- ЗАДАНИЕ 1:
Кому, согласно отрывку о Бастилии ниже, раздавались пачками подписанные королем приказы об арестах?

Бастилия была тогда эмблемой угнетения. Бастилия ассоциировалась с ужасными "Леттр де каше" ("Lettre de cachet") - страшными приказами об арестах, которые подписывались королем и пачками давались кому угодно: министрам, губернаторам, любовницам, фаворитам. Такой приказ, заранее подписанный королем, повелевал коменданту Бастилии заключить в крепость такого-то (тут оставлялось место для имени и фамилии) и держать его впредь до распоряжения. Таким образом, сановник или любимец, которому в порядке милости давалась такая бумажка, мог вписать в этот бланк кого ему вздумается и передать приказ полиции. Человека заключали в тюрьму и держали его до тех пор, пока владелец приказа не соблаговолит испросить у короля позволения выпустить заключенного или сам король о нем не вспомнит. Держали и год, и пять лет, и тридцать пять лет, а о некоторых забывали совсем.

- ЗАДАНИЕ 2:
Сколько строк перечня содержат слово «bridge»? Назовите только число.

- Фрагменты набора данных с разметкой рамками:
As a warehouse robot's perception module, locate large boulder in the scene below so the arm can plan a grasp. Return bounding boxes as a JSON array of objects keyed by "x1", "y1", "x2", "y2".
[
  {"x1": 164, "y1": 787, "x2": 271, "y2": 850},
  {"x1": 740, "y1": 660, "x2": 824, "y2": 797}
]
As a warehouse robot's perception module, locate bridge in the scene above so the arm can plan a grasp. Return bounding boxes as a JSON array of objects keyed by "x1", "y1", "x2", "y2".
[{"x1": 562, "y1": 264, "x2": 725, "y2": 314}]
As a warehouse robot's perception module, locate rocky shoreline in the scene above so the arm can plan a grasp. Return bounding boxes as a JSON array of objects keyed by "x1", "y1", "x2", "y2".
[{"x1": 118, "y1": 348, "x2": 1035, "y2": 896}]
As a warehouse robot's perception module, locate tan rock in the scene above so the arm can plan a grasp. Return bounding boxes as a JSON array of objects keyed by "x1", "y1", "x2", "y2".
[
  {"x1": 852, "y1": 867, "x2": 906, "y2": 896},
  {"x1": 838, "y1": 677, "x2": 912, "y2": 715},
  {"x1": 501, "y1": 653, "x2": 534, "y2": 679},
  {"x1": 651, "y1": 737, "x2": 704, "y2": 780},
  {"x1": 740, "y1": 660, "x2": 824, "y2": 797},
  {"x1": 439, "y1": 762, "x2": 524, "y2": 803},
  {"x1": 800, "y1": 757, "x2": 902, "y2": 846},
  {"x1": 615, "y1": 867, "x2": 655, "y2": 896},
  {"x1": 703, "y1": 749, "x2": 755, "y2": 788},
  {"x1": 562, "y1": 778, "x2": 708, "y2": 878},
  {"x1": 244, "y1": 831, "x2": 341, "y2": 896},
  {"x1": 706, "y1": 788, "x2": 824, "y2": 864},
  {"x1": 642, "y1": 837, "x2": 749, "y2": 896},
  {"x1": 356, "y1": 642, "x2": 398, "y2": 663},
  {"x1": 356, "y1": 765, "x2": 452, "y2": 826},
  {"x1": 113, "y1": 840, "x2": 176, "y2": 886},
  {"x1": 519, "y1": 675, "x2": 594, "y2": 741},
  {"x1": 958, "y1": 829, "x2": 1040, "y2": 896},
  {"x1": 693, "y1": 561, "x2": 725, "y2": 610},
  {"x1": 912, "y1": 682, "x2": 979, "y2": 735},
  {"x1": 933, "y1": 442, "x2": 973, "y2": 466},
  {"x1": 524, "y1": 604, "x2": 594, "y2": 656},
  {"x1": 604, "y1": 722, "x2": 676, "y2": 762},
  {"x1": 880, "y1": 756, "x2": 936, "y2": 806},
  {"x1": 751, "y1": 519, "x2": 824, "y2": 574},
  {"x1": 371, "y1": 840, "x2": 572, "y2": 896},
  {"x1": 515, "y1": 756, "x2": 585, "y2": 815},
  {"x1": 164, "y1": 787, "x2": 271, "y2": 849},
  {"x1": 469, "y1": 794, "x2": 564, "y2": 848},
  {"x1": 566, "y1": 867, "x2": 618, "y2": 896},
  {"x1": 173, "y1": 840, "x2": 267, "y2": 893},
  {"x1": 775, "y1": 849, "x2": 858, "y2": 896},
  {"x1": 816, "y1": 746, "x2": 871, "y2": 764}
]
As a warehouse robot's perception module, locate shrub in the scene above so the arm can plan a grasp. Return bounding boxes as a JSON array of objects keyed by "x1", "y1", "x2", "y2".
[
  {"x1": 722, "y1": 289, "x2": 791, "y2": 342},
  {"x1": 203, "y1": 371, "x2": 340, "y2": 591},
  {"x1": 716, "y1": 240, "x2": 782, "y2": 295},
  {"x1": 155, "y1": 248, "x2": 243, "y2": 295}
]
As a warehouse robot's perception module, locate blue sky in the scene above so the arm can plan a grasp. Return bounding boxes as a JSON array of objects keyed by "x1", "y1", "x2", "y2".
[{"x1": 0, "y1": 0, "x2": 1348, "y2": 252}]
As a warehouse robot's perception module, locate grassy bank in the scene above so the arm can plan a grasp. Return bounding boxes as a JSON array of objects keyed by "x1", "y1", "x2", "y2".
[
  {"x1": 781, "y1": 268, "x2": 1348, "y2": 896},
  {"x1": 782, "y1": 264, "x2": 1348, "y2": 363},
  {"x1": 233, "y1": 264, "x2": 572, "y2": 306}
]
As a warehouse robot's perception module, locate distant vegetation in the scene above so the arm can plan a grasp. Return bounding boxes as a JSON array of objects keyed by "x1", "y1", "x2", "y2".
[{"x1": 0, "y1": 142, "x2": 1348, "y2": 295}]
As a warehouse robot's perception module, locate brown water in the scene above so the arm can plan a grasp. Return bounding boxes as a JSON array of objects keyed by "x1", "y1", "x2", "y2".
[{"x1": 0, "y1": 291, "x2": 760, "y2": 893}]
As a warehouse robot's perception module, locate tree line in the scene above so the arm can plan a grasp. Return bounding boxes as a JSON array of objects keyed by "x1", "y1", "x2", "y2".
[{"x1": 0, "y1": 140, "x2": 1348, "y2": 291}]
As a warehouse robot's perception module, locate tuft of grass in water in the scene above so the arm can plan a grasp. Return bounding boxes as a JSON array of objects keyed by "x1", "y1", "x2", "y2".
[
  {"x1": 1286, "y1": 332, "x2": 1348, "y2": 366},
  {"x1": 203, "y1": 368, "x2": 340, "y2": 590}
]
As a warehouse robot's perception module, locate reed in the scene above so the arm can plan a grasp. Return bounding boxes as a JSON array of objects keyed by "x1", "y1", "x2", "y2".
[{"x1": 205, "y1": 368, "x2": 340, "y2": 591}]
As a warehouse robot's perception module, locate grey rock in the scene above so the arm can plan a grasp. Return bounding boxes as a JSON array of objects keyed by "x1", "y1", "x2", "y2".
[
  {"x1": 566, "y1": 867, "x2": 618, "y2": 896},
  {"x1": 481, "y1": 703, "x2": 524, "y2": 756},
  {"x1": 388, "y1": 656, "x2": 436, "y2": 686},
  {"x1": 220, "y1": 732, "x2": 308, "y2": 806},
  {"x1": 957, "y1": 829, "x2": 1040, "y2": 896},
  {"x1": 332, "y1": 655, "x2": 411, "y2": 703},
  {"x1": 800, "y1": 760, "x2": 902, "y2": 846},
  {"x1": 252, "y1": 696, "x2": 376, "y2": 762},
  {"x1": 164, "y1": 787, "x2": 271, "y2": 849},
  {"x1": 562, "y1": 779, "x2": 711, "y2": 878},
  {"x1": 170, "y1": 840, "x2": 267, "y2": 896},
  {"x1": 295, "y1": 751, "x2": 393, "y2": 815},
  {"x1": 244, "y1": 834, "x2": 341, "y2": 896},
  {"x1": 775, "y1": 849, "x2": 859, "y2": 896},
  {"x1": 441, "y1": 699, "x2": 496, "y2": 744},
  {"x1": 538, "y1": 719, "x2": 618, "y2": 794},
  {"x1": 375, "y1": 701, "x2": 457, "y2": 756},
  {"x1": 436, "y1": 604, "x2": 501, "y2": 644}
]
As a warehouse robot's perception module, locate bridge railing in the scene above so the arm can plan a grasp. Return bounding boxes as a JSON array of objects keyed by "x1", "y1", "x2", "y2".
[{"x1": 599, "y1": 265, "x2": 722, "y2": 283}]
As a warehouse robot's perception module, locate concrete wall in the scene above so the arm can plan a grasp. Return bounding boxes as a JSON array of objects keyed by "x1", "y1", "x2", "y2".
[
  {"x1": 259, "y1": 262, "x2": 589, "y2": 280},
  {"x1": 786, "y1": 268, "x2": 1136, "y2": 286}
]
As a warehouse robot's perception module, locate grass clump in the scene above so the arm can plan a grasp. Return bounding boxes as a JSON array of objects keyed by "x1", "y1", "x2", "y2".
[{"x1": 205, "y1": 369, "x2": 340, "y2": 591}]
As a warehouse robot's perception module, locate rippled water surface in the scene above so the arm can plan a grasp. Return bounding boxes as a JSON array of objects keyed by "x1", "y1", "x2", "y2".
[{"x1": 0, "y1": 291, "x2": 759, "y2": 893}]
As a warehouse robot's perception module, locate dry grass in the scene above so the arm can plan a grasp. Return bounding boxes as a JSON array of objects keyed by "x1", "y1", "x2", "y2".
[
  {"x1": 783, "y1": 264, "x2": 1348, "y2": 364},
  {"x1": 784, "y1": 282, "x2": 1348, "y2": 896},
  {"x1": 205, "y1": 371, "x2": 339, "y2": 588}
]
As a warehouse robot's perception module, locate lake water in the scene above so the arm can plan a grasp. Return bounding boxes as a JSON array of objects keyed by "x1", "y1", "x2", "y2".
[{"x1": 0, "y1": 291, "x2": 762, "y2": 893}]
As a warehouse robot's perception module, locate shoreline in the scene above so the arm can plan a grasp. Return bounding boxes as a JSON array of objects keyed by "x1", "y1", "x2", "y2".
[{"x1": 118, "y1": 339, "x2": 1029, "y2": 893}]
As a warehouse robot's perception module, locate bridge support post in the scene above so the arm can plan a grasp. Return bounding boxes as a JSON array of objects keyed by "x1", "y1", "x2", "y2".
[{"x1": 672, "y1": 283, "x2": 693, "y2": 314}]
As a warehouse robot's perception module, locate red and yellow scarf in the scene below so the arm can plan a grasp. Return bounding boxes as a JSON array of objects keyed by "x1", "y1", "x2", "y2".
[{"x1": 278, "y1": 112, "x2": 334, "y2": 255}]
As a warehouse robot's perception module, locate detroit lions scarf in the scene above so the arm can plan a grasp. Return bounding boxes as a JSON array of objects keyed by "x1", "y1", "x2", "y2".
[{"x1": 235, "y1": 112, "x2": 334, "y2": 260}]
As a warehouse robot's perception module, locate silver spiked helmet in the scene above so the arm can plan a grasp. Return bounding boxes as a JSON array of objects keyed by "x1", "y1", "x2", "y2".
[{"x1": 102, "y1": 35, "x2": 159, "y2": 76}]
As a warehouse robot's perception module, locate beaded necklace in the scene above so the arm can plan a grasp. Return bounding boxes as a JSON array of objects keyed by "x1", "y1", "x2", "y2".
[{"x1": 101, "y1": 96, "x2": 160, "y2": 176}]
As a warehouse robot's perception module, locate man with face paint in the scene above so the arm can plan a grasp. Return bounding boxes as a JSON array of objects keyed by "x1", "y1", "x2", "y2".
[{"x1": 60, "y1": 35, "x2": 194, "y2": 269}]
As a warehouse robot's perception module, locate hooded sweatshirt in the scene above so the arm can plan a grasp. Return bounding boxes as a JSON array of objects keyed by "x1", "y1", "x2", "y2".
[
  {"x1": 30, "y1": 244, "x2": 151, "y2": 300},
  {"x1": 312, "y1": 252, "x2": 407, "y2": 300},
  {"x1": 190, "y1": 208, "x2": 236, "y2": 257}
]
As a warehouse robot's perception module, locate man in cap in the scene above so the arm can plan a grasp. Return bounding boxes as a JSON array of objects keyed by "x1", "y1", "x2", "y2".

- ИТОГОВЫЙ ОТВЕТ 1:
Министрам, губернаторам, любовницам и фаворитам.

- ИТОГОВЫЙ ОТВЕТ 2:
3